_Objective_.
Could you repeat the records from the start up to and including the line with "[251,194,274,206]", switching "snorkeler" to "diver" and leaving everything else unchanged?

_Material supplied_.

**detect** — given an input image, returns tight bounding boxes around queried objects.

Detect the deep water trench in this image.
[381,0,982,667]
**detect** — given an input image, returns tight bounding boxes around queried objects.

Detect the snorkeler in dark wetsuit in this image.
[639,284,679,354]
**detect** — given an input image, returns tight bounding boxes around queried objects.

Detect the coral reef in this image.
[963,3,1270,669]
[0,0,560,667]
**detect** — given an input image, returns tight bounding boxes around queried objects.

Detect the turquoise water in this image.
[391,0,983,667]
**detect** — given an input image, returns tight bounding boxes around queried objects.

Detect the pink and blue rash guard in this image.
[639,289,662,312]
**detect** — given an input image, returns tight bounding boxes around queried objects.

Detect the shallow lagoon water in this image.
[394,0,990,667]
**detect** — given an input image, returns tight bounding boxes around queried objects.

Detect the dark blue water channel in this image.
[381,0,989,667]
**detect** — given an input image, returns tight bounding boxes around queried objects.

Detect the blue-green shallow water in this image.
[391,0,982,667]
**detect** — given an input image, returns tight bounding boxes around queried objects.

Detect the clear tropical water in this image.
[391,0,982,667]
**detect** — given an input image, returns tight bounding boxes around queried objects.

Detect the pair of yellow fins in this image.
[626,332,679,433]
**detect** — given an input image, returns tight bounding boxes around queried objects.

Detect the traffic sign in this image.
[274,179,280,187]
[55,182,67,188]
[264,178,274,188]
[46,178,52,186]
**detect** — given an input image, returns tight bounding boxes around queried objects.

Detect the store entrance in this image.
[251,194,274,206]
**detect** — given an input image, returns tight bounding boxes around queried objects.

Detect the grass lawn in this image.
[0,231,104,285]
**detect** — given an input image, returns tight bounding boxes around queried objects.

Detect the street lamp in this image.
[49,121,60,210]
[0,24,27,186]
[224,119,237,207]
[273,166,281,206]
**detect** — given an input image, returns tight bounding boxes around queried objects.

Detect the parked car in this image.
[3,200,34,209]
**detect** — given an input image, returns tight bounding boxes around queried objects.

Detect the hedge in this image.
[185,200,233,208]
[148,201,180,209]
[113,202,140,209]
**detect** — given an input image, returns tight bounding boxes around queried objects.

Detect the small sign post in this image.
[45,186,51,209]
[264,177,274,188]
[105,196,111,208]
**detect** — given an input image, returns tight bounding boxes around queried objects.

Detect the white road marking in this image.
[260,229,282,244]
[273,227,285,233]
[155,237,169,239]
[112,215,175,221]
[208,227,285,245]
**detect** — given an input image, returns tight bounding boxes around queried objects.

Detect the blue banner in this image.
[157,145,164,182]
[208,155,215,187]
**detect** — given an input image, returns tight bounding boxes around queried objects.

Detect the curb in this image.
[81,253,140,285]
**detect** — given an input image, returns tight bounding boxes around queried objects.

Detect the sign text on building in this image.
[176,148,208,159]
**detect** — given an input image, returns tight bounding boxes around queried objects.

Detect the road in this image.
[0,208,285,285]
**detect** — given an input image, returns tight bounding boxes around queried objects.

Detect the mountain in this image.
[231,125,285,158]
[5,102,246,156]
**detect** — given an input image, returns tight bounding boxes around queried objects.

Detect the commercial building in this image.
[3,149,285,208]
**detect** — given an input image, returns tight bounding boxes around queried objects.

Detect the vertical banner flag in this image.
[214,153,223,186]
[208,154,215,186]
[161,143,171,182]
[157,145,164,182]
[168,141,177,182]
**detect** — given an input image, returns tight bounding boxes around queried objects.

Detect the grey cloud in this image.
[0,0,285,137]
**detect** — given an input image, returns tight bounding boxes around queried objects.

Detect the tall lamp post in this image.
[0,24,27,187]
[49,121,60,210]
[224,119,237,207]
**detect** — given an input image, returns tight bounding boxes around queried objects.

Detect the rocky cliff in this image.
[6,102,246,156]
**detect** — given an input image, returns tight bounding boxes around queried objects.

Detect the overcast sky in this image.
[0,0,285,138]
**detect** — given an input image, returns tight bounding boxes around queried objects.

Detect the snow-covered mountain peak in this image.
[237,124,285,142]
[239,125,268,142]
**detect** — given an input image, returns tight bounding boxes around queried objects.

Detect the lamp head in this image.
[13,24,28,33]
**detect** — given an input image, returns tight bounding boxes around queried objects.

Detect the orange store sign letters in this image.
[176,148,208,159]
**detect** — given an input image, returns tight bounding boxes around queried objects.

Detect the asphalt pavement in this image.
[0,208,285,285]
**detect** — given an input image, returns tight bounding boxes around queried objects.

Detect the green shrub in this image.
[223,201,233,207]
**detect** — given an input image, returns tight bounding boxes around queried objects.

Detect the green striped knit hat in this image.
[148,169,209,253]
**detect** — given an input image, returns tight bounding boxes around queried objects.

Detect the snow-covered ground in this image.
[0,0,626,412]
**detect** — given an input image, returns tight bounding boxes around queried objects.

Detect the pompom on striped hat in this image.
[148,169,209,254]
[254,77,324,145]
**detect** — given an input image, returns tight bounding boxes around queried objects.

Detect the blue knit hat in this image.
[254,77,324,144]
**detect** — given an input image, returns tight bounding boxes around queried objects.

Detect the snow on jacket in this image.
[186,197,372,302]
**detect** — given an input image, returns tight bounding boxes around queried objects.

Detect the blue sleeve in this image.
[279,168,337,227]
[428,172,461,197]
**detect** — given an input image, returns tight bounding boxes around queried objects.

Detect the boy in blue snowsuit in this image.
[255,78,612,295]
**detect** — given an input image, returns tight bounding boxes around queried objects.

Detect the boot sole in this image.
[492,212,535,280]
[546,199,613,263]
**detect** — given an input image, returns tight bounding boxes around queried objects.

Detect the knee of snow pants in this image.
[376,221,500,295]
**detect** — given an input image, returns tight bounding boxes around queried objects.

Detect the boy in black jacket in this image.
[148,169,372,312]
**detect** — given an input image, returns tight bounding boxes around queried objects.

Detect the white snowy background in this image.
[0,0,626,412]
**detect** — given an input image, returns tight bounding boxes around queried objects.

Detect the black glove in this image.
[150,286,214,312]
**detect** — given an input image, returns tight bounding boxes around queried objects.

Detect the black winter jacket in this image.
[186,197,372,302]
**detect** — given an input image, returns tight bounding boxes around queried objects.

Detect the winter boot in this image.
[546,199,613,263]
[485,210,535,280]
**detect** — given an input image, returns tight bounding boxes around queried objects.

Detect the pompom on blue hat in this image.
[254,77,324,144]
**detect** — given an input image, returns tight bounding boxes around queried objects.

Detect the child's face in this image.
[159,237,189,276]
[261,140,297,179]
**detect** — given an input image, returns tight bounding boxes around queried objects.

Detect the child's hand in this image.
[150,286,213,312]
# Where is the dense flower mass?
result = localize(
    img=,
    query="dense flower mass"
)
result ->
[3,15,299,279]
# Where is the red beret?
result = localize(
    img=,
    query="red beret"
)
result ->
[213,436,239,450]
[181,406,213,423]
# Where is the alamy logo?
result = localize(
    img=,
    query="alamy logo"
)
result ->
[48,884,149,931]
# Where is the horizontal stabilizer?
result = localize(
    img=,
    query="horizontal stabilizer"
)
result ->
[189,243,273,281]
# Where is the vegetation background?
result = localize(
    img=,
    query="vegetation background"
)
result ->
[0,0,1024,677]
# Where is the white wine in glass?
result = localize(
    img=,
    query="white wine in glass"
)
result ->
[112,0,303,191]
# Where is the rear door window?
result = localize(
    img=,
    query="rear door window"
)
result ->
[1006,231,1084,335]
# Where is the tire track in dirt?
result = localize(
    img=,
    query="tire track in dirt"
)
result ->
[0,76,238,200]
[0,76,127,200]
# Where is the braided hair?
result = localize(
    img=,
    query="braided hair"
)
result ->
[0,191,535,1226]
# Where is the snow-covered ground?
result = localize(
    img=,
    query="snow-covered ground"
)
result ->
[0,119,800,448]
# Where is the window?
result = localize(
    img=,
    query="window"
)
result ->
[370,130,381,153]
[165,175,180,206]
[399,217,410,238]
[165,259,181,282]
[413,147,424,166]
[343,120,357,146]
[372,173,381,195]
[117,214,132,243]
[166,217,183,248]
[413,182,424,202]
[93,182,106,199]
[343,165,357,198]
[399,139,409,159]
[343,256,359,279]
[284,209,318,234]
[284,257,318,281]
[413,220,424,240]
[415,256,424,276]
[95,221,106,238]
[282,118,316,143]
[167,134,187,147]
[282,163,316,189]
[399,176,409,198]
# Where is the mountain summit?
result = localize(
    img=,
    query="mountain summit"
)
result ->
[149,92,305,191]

_Answer in full_.
**detect** — given an input image, returns tight bounding boxes around queried objects.

Detect the deep water trench in this image.
[381,0,982,667]
**detect** — given an input image, returns tight bounding boxes around queried objects.

Detect the diver in dark wetsuit in this image.
[639,284,679,354]
**detect** — given an input image, returns tight bounding boxes around queried objects.

Detect the coral reef in this image.
[963,3,1270,669]
[0,0,560,667]
**detect** — given an input image, returns tight bounding boxes around queried objects.

Detect the turquoise water in this image.
[391,0,983,667]
**detect** — given an input image, returns tight bounding boxes around queried objects.

Detect the pink and blue rash guard in this image.
[639,289,662,312]
**detect** — given an input image, returns tight bounding boxes around queried objects.

Detect the shallow lagoon water in this image.
[394,0,990,667]
**detect** — given an input image, returns tight bounding boxes around queried objects.

Detect the dark blue water channel in this image.
[381,0,989,667]
**detect** — given an input image, returns tight bounding boxes around queried objects.

Detect the blue-green shallow water in this image.
[391,0,982,667]
**detect** — given an input image, returns tight bounding boxes around queried objects.

Detect the clear tropical water in this image.
[391,0,982,667]
**detect** — given an input image, returns tight bounding boxes around queried objects.

Detect the pair of yellow fins in this image.
[626,332,679,433]
**detect** — given an input image, returns tight bounding boxes around queried objects.

Detect the traffic sign in this image.
[274,179,280,187]
[55,182,67,188]
[264,178,274,188]
[46,178,52,186]
**detect** — given an input image, returns tight bounding boxes around queried objects.

Detect the store entrance in this image.
[251,194,274,206]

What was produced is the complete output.